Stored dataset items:
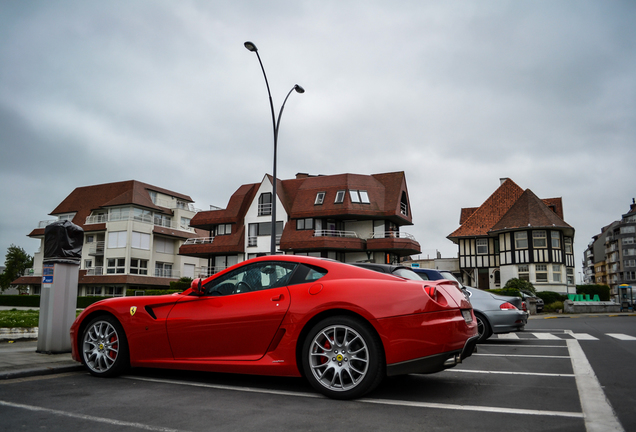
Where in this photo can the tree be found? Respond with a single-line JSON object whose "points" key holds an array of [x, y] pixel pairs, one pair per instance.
{"points": [[520, 284], [16, 262]]}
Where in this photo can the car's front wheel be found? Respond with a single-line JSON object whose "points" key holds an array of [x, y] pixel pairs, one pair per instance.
{"points": [[343, 358], [104, 347]]}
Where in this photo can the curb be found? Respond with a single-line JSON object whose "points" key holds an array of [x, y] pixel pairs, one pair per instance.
{"points": [[49, 370]]}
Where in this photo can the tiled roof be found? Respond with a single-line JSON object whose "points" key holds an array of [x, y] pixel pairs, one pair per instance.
{"points": [[510, 207], [83, 200]]}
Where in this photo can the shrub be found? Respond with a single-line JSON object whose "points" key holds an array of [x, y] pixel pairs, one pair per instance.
{"points": [[553, 307], [551, 297], [520, 284], [603, 291]]}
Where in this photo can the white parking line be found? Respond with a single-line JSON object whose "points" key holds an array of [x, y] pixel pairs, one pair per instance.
{"points": [[546, 336], [87, 417], [620, 336], [509, 373], [373, 401], [518, 355], [599, 415]]}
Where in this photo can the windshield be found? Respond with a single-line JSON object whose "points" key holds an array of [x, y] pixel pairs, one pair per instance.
{"points": [[406, 274], [448, 275]]}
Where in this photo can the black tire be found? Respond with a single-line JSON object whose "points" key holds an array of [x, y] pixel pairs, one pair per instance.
{"points": [[104, 347], [343, 358], [483, 328]]}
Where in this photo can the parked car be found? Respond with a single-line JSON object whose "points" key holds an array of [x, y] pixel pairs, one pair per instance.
{"points": [[342, 327], [494, 313], [539, 301]]}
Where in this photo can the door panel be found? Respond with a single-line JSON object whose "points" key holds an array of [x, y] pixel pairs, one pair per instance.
{"points": [[232, 327]]}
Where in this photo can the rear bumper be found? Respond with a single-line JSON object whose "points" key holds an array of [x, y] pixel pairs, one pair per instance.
{"points": [[434, 363]]}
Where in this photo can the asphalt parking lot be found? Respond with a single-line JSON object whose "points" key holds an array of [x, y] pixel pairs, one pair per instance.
{"points": [[537, 380]]}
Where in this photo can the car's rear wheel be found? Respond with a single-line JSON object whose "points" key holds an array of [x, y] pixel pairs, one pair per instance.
{"points": [[343, 358], [483, 328], [104, 347]]}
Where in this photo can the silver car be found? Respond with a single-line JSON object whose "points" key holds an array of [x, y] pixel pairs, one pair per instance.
{"points": [[495, 314]]}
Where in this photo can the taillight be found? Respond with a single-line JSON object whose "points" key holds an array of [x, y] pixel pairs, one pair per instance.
{"points": [[507, 305]]}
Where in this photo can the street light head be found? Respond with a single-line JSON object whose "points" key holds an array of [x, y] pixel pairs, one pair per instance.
{"points": [[250, 46]]}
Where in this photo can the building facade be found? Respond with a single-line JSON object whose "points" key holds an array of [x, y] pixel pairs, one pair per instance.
{"points": [[515, 234], [346, 217], [610, 258], [132, 235]]}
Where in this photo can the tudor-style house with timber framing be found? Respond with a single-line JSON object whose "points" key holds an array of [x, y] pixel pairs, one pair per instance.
{"points": [[346, 217], [515, 234]]}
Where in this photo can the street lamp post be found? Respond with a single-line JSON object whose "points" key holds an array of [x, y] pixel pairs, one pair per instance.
{"points": [[275, 124]]}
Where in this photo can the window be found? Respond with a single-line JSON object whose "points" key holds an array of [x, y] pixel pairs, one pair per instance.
{"points": [[265, 204], [320, 198], [163, 269], [254, 277], [570, 273], [117, 239], [138, 266], [116, 266], [541, 273], [539, 239], [140, 241], [556, 273], [521, 240], [304, 224], [163, 245], [482, 246], [93, 291], [224, 229], [114, 291]]}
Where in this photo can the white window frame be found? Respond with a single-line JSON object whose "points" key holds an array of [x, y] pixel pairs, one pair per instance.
{"points": [[482, 246], [520, 238]]}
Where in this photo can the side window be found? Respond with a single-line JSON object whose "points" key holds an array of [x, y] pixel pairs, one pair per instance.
{"points": [[254, 277]]}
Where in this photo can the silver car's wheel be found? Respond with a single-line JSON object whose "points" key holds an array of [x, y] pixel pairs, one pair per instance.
{"points": [[104, 347], [342, 358]]}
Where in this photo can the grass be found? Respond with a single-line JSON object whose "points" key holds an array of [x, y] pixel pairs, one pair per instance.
{"points": [[21, 318]]}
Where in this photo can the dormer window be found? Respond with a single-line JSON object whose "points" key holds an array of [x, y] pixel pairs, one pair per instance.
{"points": [[320, 198]]}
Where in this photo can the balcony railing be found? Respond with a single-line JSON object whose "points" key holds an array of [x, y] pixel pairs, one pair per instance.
{"points": [[144, 219], [199, 240], [335, 233], [265, 209], [391, 234]]}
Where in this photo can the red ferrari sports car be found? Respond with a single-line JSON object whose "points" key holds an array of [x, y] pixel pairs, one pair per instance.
{"points": [[343, 328]]}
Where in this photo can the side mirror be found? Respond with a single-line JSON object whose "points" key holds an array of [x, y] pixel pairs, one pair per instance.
{"points": [[196, 286]]}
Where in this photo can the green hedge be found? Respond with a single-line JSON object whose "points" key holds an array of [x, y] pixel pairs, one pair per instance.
{"points": [[603, 291], [550, 297]]}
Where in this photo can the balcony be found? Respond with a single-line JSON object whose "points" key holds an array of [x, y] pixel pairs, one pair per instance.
{"points": [[400, 243], [98, 219]]}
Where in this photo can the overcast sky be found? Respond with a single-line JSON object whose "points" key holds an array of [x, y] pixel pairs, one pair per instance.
{"points": [[456, 94]]}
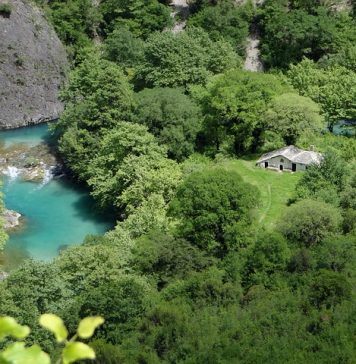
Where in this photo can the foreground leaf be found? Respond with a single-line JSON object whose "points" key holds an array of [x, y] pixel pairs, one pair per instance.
{"points": [[17, 353]]}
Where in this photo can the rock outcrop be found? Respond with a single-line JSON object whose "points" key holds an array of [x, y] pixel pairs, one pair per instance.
{"points": [[11, 219], [33, 65]]}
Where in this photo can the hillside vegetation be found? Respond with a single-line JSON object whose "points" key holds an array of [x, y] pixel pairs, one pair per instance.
{"points": [[212, 259]]}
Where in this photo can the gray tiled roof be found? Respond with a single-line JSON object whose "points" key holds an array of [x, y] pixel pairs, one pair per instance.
{"points": [[294, 154]]}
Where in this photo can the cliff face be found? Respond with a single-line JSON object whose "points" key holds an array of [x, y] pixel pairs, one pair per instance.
{"points": [[33, 65]]}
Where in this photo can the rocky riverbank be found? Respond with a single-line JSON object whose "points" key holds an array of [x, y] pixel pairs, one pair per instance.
{"points": [[37, 163]]}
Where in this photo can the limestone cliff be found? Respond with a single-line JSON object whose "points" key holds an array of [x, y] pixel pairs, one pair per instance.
{"points": [[33, 65]]}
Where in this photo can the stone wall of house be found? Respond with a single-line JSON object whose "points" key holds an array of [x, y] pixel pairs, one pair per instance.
{"points": [[287, 164]]}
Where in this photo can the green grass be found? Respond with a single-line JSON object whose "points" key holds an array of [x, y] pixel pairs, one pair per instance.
{"points": [[275, 187]]}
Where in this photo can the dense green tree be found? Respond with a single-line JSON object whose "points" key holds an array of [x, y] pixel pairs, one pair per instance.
{"points": [[270, 254], [184, 58], [337, 254], [329, 289], [234, 105], [291, 115], [123, 47], [214, 210], [129, 166], [288, 34], [309, 222], [122, 299], [97, 98], [324, 181], [167, 258], [172, 117], [332, 88]]}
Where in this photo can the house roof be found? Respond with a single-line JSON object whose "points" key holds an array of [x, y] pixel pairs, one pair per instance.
{"points": [[294, 154]]}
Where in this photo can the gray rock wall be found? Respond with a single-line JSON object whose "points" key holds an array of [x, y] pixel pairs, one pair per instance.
{"points": [[33, 65]]}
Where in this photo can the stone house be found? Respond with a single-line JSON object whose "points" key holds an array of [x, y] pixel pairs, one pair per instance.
{"points": [[289, 158]]}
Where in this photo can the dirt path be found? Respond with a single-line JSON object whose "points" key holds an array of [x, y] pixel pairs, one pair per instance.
{"points": [[180, 13], [269, 203]]}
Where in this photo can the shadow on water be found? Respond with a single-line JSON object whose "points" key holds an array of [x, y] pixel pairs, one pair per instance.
{"points": [[12, 257]]}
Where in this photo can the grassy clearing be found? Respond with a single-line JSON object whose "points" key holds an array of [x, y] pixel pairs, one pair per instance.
{"points": [[275, 187]]}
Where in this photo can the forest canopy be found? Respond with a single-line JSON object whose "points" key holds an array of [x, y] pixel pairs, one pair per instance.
{"points": [[213, 259]]}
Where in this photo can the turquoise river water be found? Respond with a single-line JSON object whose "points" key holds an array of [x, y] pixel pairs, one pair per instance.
{"points": [[57, 214]]}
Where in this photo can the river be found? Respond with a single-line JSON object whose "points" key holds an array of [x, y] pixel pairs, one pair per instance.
{"points": [[56, 212]]}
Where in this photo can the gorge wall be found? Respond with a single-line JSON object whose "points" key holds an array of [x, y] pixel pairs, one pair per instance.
{"points": [[33, 65]]}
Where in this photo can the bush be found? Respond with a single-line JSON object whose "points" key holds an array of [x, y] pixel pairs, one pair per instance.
{"points": [[308, 222]]}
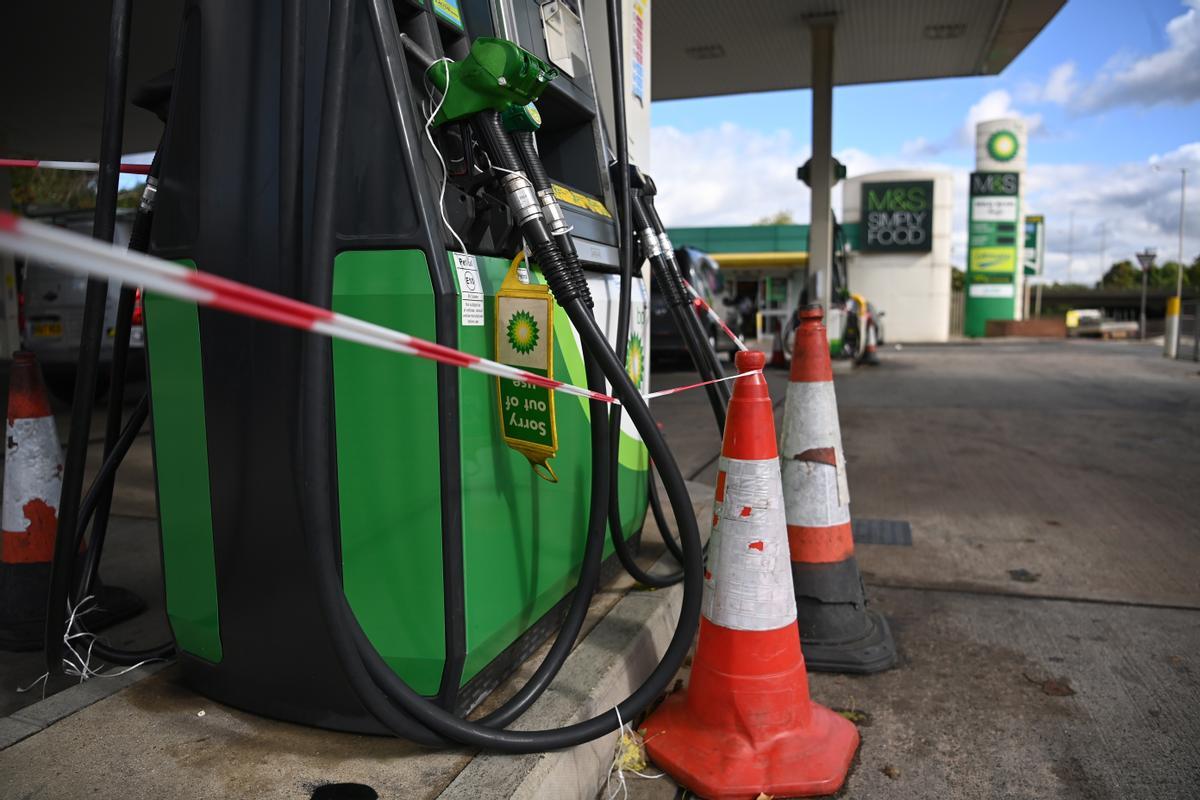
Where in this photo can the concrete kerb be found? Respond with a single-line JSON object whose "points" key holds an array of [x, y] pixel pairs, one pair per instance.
{"points": [[41, 715], [605, 668]]}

**How to complete this task:** Your reply should hold only the lines running from the one with "Where in this photo can the forest" to the end of the data above, set down exactly, pictures omitted.

**Answer section:**
Where in this photo can the forest canopy be found? Respond with a single-line JSON object whose "points" key holds an array of [x, y] pixel pairs, one pair per instance.
{"points": [[213, 259]]}
Where in this photo can the turquoise river water be found? Respond with a single-line JSON object whose "points" key holds an array of [x, y] pixel pairs, one pair per instance.
{"points": [[57, 214]]}
Where in this photo can the river be found? Respond with a single-line JSON object whose "points" key holds an array of [x, y] pixel pairs, one pair per instance.
{"points": [[56, 212]]}
Where in this photo can the gorge wall be found? Respond with a single-line JSON object whose "points" key holds an array of [x, y] pixel pairs, one pair per instance.
{"points": [[33, 65]]}
Where in this photo can the bush be found? Respond with a single-line JSON object whose "points" key holds an array of [x, y] pixel pairs, one pair per instance.
{"points": [[308, 222]]}
Where in this photo can the concrete kerb be found? Respond with a single-line JSON object whose "points" key holds an array of [x, y] pixel pairs, one pair per instance.
{"points": [[41, 715], [605, 668]]}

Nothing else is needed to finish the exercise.